*** Block opens ***

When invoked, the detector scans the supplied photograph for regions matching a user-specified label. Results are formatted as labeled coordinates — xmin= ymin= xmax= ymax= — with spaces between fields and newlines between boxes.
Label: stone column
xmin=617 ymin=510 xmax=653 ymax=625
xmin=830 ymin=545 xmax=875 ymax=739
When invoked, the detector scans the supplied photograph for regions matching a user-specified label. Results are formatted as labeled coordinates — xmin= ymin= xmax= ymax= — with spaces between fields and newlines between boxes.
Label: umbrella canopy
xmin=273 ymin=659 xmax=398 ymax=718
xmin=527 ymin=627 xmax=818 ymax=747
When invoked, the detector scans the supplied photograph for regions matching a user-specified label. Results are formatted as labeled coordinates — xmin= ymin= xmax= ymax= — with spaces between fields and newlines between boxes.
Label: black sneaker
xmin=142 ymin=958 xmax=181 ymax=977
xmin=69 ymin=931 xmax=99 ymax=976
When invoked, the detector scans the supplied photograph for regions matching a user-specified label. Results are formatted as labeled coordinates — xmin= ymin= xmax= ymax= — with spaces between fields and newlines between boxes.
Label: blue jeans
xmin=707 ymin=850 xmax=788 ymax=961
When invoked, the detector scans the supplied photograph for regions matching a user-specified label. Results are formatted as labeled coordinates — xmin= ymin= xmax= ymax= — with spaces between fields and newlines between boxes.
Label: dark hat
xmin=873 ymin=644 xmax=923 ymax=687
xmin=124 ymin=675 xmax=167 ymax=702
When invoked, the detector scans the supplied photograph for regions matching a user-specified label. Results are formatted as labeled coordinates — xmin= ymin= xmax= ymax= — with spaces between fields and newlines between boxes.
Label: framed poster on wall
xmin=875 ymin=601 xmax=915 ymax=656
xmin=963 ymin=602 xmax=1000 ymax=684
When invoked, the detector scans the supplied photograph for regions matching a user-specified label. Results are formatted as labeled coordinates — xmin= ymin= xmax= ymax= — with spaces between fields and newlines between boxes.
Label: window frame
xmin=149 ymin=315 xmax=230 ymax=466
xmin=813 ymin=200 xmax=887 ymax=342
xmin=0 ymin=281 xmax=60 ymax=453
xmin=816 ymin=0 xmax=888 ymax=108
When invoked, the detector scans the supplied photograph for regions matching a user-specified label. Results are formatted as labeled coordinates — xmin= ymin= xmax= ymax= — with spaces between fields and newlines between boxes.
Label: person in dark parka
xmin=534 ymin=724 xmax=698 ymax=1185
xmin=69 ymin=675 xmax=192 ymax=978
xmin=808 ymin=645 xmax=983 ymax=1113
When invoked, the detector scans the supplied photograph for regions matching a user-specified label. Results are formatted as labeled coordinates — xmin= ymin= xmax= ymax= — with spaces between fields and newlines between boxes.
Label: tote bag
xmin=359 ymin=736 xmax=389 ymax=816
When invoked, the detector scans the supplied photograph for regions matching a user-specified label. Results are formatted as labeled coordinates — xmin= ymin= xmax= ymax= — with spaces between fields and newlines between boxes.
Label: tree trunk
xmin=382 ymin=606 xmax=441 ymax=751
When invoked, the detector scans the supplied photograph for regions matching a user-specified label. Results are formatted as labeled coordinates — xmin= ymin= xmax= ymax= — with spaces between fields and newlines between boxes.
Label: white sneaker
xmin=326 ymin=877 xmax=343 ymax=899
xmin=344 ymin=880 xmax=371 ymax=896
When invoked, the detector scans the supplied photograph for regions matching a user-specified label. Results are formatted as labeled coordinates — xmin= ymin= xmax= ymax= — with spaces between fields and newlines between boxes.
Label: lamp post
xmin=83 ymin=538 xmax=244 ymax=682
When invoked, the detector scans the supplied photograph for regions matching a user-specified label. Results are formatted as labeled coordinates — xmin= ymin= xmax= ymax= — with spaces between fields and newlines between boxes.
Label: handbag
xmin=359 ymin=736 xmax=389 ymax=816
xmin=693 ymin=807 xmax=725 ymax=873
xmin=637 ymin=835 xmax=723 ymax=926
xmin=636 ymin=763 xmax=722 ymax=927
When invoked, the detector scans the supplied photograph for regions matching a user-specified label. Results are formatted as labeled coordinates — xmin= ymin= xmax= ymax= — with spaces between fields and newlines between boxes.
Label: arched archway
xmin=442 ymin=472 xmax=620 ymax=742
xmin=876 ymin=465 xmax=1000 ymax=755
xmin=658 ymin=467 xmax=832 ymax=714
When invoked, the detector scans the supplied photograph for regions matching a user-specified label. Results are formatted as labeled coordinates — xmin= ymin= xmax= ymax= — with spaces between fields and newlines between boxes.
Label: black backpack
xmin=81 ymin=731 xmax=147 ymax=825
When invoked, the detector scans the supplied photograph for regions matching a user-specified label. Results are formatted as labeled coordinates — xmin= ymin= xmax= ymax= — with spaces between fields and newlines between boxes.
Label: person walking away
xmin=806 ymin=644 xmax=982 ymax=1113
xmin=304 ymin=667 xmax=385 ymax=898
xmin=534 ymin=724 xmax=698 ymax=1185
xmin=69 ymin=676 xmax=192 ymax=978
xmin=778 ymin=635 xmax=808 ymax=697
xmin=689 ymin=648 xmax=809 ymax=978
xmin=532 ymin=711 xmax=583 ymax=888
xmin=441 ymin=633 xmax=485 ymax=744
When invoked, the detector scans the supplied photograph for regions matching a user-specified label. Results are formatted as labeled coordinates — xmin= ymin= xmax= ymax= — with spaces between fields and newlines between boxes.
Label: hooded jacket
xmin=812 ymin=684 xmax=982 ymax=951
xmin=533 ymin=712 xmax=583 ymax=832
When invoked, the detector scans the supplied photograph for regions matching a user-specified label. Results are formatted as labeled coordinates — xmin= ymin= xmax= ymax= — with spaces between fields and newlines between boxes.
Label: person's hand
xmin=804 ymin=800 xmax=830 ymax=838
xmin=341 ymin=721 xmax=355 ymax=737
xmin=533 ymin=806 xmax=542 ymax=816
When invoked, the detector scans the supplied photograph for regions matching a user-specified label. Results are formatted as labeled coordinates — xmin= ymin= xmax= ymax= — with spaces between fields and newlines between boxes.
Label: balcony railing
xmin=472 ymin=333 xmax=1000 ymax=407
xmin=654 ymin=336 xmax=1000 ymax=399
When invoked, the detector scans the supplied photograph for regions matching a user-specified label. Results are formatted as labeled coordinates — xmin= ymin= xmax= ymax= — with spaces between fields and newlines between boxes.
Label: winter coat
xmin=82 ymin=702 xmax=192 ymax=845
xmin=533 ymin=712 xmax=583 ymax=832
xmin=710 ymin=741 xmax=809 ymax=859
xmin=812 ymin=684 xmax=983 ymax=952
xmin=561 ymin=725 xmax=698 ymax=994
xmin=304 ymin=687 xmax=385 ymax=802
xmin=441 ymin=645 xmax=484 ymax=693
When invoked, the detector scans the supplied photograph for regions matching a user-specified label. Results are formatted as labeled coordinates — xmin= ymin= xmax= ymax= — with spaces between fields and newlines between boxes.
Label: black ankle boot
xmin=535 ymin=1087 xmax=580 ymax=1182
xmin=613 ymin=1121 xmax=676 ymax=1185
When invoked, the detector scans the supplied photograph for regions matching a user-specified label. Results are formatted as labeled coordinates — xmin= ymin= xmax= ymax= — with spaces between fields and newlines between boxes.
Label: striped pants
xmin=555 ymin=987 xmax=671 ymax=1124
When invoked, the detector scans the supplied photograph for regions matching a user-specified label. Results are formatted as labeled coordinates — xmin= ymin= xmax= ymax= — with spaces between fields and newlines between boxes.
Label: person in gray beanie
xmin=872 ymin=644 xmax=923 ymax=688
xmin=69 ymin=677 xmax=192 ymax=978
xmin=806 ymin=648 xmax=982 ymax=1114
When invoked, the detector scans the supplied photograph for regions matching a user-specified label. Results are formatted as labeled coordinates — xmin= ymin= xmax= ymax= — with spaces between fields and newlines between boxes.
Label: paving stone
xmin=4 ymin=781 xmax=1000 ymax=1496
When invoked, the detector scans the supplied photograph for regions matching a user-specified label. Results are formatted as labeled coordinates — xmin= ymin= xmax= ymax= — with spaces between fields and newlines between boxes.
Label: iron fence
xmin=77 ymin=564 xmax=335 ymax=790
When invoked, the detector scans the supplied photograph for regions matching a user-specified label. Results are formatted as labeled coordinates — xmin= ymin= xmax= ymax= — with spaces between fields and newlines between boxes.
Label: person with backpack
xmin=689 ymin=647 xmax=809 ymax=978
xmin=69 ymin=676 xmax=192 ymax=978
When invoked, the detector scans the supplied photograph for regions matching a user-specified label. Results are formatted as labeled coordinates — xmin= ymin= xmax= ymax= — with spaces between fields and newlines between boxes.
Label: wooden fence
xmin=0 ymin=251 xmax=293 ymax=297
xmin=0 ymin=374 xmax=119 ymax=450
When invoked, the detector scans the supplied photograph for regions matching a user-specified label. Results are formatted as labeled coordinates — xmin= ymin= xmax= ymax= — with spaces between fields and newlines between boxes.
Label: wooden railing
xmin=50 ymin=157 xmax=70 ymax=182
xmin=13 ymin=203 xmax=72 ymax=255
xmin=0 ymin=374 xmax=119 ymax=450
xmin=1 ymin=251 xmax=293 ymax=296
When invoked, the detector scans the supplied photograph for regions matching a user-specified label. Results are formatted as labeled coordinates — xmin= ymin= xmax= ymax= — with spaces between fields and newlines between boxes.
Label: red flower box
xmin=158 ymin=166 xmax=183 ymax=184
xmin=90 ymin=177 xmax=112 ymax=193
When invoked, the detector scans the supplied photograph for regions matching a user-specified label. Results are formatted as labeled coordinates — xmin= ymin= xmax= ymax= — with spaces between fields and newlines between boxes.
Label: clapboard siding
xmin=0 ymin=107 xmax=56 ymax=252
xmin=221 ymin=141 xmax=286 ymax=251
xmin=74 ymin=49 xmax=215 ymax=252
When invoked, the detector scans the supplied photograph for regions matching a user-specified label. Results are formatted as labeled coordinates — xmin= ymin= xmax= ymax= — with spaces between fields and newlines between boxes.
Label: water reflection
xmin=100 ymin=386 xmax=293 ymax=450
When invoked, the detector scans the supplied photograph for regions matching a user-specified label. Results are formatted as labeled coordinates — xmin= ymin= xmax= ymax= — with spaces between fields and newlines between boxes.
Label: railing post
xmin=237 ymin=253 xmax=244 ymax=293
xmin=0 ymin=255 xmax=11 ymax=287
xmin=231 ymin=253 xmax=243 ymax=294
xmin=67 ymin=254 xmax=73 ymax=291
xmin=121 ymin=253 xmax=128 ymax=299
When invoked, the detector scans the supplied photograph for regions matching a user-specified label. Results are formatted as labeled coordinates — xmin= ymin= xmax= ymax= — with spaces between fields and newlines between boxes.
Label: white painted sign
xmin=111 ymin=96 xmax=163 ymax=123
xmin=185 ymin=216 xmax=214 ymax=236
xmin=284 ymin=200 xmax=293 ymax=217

*** Block closes ***

## EXERCISE GOAL
Your answer should consist of the lines from the line with "Label: railing post" through the last line of the data, set down exactly, both included.

## RESULT
Label: railing post
xmin=237 ymin=253 xmax=244 ymax=293
xmin=0 ymin=255 xmax=11 ymax=287
xmin=231 ymin=253 xmax=243 ymax=294
xmin=67 ymin=254 xmax=73 ymax=291
xmin=121 ymin=253 xmax=128 ymax=299
When invoked, the detector scans the supplied photograph for regions matching a user-specified label. Results are formatted as labeled coordinates — xmin= ymin= xmax= ymax= — with spaces between fields and newlines between boxes.
Label: white painted sign
xmin=111 ymin=96 xmax=163 ymax=123
xmin=185 ymin=216 xmax=214 ymax=236
xmin=284 ymin=200 xmax=293 ymax=217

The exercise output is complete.